▸ **What is expected**:
Convert all of the data below into a Markdown table with two columns, Row and Line. Number each line in order and leave out any blank lines.
BEGIN Given records
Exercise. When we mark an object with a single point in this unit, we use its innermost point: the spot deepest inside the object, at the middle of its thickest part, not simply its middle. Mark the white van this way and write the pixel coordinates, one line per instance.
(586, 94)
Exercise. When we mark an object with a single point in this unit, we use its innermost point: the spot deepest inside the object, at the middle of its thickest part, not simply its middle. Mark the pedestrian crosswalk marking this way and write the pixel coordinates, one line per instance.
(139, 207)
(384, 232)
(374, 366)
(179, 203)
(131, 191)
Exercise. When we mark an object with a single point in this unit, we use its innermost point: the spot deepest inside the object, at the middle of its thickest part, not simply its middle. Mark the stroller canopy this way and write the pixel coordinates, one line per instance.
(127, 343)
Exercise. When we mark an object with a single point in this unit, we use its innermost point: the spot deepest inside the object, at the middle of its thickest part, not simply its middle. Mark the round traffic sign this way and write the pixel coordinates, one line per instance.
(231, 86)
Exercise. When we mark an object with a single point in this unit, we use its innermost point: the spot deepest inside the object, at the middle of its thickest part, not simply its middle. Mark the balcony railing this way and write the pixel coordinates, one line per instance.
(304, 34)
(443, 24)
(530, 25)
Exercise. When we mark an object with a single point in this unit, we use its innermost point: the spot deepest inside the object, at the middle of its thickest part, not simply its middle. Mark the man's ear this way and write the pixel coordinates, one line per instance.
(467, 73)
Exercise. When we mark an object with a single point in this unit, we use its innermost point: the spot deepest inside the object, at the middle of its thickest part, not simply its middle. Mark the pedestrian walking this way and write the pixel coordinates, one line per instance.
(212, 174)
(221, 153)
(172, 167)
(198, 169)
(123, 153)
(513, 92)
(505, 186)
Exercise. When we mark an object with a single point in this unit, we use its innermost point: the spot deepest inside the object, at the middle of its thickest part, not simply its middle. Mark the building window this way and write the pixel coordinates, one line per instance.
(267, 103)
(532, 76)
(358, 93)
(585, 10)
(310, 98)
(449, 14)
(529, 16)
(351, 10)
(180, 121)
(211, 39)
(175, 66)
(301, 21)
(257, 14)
END Given records
▸ **Task answer**:
| Row | Line |
|---|---|
| 1 | Exercise. When we mark an object with a single point in this unit, we use its innermost point: the spot deepest inside the object, at the middle of its thickest part, not simply its middle. Mark the white van this way and write the pixel coordinates, one line per instance. |
| 2 | (586, 94) |
| 3 | Exercise. When we mark an object with a single point in this unit, we use its innermost point: the spot deepest inside the object, at the middle of its thickest part, not simply its middle. Mark the pedestrian crosswalk marking this way and write the pixel coordinates, one line per instance. |
| 4 | (139, 207) |
| 5 | (384, 232) |
| 6 | (374, 366) |
| 7 | (179, 203) |
| 8 | (131, 191) |
| 9 | Exercise. When we mark an object with a single point in this unit, we use its innermost point: the spot deepest inside the object, at the middle of its thickest part, not simply its middle. Mark the stroller canopy this way and write the pixel coordinates, one line per instance. |
| 10 | (127, 343) |
| 11 | Exercise. When we mark an object with a single point in this unit, we use its innermost point: the spot deepest inside the object, at the middle of its thickest part, not simply its middle. Mark the round traffic sign this way and write the pixel coordinates, one line per instance. |
| 12 | (231, 86) |
| 13 | Exercise. When we mark an object with a single point in this unit, we use its innermost point: the spot deepest inside the object, at the middle of its thickest part, not simply its middle. Mark the balcony railing this way and write the pixel coordinates, one line per instance. |
| 14 | (304, 34) |
| 15 | (443, 24) |
| 16 | (530, 25) |
| 17 | Exercise. When we mark an object with a single point in this unit, we use its innermost point: the spot deepest inside the object, at the middle of its thickest part, not simply its middle. Mark the man's ear this way and write the pixel coordinates, one line per instance. |
| 18 | (467, 73) |
| 19 | Exercise. When we mark an object with a single point in this unit, we use its innermost point: the spot deepest inside the object, at the middle of its thickest part, not simply its middle. Mark the pedestrian walking this way and write the pixel coordinates, one line per instance. |
| 20 | (212, 174) |
| 21 | (221, 153) |
| 22 | (172, 167) |
| 23 | (198, 169) |
| 24 | (123, 153) |
| 25 | (513, 92) |
| 26 | (505, 186) |
| 27 | Exercise. When we mark an object with a single point in this unit, we use its innermost point: the spot deepest inside the object, at the middle of its thickest part, not simply its middle. Mark the building window this way and write the pixel coordinates, one line per instance. |
| 28 | (267, 103) |
| 29 | (532, 76) |
| 30 | (358, 93) |
| 31 | (585, 10) |
| 32 | (310, 98) |
| 33 | (449, 14) |
| 34 | (529, 16) |
| 35 | (351, 10) |
| 36 | (180, 121) |
| 37 | (211, 39) |
| 38 | (175, 66) |
| 39 | (301, 21) |
| 40 | (257, 14) |